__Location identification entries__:

━━━━━━━━━━━━━━━━━━━━

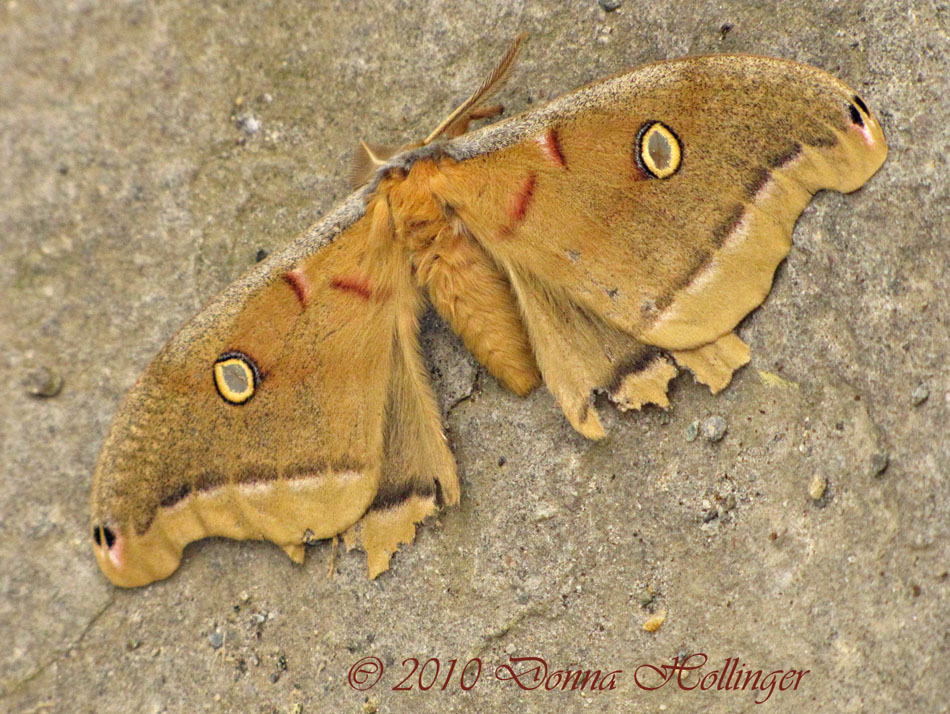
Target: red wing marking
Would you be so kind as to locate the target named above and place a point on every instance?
(358, 286)
(521, 200)
(552, 147)
(300, 284)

━━━━━━━━━━━━━━━━━━━━

__Requirements__:
Can you edit the rows above so that "instance" becomes "occurrence" and nothing else changes, leaving the pictures out of your answer?

__Task result__:
Target: red wing marking
Would you be so kind as to locate the target named above and place a point on every occurrence?
(358, 286)
(521, 200)
(552, 147)
(300, 284)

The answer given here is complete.